:: WHAT YOU WILL DO ::
Copy the material word for word from its first line through the line containing "box: [873, 262, 1000, 495]", including that line.

:: Segmentation mask data ::
☆ ☆ ☆ ☆ ☆

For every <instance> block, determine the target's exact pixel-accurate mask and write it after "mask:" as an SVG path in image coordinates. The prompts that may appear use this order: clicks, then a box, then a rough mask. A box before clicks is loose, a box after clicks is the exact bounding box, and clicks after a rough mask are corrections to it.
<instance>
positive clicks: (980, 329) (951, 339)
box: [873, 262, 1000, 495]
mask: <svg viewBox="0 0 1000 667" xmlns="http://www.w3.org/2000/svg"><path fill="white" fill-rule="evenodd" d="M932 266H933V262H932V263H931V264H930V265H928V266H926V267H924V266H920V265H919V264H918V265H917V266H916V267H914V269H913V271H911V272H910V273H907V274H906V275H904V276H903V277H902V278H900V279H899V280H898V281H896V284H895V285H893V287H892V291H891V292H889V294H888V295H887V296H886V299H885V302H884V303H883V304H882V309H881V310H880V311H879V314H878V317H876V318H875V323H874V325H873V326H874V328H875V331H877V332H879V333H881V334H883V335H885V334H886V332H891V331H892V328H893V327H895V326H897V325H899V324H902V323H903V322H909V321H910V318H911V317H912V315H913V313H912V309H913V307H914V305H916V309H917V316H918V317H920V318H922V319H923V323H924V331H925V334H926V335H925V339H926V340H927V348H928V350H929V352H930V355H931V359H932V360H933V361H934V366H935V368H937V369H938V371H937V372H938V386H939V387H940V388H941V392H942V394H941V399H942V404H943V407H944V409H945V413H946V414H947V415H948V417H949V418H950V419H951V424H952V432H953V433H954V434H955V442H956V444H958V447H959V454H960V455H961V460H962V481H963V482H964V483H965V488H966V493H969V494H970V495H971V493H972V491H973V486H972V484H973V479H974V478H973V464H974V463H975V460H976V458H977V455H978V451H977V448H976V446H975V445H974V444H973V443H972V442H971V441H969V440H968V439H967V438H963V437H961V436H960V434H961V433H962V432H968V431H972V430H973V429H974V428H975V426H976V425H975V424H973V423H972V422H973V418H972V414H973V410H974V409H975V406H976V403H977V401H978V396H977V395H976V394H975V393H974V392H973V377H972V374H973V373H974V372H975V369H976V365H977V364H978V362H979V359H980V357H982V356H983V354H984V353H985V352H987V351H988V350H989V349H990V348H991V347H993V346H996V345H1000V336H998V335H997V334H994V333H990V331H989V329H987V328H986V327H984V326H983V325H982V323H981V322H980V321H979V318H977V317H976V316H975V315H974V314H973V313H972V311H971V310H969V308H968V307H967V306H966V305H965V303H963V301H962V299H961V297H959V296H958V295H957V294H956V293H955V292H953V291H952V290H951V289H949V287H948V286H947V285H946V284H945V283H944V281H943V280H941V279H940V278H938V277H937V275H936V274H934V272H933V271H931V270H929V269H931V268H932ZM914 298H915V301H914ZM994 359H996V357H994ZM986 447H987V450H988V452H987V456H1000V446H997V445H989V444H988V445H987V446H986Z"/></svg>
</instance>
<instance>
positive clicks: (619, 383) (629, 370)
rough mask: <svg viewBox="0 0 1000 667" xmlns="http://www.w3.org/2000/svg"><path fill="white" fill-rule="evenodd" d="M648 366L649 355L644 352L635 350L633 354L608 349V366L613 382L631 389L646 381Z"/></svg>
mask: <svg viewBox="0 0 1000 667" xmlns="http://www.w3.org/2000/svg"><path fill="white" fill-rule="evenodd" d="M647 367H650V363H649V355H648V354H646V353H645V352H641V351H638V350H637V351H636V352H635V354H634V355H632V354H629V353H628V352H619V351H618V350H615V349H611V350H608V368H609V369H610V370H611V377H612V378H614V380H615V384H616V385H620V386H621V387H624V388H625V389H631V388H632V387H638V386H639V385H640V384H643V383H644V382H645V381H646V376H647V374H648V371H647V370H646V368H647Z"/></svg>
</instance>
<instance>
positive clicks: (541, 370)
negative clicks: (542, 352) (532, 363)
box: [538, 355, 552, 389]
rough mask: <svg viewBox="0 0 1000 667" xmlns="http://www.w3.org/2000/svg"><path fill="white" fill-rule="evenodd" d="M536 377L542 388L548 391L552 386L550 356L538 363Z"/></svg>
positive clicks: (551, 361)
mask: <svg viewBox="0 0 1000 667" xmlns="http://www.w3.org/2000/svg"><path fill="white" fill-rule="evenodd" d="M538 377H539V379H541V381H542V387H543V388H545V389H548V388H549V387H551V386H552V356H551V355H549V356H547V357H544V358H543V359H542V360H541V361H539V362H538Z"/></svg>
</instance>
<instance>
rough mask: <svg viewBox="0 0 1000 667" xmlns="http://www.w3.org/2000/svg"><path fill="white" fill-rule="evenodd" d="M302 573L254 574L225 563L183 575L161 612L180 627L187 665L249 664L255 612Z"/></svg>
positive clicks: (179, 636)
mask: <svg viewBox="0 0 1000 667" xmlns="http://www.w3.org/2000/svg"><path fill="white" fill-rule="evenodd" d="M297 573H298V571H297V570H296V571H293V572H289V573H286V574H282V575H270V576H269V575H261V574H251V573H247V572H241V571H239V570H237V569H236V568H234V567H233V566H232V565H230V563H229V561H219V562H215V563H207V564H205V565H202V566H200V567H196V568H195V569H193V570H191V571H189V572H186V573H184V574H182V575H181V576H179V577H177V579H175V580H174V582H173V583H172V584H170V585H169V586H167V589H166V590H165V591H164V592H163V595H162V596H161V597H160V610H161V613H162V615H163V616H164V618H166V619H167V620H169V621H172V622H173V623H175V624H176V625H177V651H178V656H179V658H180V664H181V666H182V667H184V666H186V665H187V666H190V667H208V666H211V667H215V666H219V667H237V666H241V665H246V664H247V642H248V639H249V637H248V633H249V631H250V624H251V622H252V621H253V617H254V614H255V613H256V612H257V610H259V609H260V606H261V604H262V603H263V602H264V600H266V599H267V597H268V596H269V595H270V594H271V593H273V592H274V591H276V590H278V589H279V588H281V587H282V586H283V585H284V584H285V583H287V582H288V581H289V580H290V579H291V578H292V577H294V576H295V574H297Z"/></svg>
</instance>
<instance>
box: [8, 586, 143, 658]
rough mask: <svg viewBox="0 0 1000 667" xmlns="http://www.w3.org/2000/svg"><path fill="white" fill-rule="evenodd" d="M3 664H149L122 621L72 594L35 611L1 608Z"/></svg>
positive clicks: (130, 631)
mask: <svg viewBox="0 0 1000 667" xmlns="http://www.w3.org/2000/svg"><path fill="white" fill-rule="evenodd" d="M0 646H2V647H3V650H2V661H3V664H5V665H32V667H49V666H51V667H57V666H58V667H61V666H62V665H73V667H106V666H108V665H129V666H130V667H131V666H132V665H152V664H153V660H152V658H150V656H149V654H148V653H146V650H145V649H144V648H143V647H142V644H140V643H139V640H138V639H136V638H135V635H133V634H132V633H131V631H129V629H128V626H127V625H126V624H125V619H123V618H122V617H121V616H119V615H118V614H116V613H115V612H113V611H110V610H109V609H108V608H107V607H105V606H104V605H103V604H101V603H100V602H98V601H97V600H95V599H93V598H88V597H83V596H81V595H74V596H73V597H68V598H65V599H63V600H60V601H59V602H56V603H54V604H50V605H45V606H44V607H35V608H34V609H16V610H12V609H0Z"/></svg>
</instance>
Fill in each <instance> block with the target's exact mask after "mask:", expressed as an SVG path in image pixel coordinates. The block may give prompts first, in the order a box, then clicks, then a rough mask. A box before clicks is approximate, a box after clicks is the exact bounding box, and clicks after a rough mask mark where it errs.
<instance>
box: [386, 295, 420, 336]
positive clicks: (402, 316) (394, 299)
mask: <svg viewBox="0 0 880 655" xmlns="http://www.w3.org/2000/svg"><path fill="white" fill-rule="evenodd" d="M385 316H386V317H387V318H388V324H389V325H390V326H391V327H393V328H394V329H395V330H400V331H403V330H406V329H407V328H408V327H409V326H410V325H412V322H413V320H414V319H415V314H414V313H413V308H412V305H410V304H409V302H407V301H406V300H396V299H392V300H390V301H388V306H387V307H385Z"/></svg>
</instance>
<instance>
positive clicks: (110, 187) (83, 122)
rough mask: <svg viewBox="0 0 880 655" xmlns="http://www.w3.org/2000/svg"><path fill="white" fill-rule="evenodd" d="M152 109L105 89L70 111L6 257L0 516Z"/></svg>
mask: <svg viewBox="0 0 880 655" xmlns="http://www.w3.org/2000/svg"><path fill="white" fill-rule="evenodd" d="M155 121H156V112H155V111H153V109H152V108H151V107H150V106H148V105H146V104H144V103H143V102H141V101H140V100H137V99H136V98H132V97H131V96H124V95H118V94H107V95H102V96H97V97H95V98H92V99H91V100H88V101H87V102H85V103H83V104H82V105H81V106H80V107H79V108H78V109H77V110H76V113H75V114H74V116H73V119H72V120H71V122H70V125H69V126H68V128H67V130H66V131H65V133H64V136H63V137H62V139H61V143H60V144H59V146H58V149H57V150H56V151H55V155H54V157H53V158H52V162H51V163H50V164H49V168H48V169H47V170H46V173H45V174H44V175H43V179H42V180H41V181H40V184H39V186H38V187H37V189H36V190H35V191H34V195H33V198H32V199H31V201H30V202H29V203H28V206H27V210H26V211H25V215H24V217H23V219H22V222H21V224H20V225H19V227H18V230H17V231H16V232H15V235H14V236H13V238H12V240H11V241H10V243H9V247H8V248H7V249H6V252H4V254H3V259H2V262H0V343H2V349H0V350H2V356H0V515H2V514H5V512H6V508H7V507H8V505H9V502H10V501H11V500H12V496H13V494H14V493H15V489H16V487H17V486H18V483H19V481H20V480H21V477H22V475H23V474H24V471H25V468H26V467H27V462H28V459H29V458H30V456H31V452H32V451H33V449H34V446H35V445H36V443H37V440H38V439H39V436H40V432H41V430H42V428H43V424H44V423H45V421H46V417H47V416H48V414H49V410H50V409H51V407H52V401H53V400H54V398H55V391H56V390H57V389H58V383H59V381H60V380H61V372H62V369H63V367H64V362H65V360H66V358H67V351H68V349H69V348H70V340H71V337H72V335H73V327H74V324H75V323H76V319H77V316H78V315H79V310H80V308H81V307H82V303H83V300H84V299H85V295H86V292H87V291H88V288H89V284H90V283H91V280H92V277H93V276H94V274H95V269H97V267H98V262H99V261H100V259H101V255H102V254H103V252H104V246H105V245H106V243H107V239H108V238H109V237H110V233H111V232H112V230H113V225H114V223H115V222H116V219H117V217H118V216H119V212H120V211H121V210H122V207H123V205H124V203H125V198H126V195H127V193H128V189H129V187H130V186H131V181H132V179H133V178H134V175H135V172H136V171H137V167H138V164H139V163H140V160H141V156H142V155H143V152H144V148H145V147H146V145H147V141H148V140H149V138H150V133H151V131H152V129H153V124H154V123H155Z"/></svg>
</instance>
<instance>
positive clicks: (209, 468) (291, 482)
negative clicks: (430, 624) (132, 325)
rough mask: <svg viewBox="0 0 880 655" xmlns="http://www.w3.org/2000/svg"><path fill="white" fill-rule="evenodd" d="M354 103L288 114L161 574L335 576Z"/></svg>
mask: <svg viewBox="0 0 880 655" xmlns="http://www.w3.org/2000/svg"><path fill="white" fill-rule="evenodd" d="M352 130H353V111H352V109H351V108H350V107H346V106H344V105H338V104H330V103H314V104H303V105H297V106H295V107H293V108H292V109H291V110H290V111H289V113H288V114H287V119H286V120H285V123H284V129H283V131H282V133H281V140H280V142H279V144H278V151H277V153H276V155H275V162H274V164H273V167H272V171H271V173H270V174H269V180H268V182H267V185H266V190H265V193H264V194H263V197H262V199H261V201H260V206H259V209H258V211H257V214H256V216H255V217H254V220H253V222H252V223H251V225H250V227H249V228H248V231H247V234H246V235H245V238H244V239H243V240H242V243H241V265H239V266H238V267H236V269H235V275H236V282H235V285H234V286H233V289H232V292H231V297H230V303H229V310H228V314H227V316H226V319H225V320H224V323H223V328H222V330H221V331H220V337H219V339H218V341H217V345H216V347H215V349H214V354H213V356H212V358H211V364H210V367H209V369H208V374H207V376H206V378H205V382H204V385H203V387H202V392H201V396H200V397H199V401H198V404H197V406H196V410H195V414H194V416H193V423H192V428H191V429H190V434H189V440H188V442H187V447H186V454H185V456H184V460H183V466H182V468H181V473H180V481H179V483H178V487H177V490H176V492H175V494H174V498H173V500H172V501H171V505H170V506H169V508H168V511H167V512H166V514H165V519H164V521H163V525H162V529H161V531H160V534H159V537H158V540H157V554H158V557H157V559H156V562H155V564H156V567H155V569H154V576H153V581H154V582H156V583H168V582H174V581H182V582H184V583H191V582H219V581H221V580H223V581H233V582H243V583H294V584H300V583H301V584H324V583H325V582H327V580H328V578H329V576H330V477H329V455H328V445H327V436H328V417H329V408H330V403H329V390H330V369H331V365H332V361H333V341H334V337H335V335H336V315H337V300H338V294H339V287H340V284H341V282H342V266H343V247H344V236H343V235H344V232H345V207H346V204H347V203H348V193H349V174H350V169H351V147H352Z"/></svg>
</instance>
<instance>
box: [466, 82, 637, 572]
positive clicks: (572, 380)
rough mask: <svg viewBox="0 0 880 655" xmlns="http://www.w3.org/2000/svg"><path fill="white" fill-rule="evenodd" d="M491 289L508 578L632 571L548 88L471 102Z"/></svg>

☆ ☆ ☆ ☆ ☆

:: YOUR RESPONSE ::
For every <instance> block, determine the target's exact pixel-accurate mask and write it after "mask:" as an SVG path in image coordinates. The prompts that may appear use this order: clicks, then a box, then a rough mask. A box before clicks is loose, a box after clicks is the exact bounding box, and clicks after a rough mask are corrections to it.
<instance>
positive clicks: (980, 329) (951, 339)
box: [873, 262, 1000, 495]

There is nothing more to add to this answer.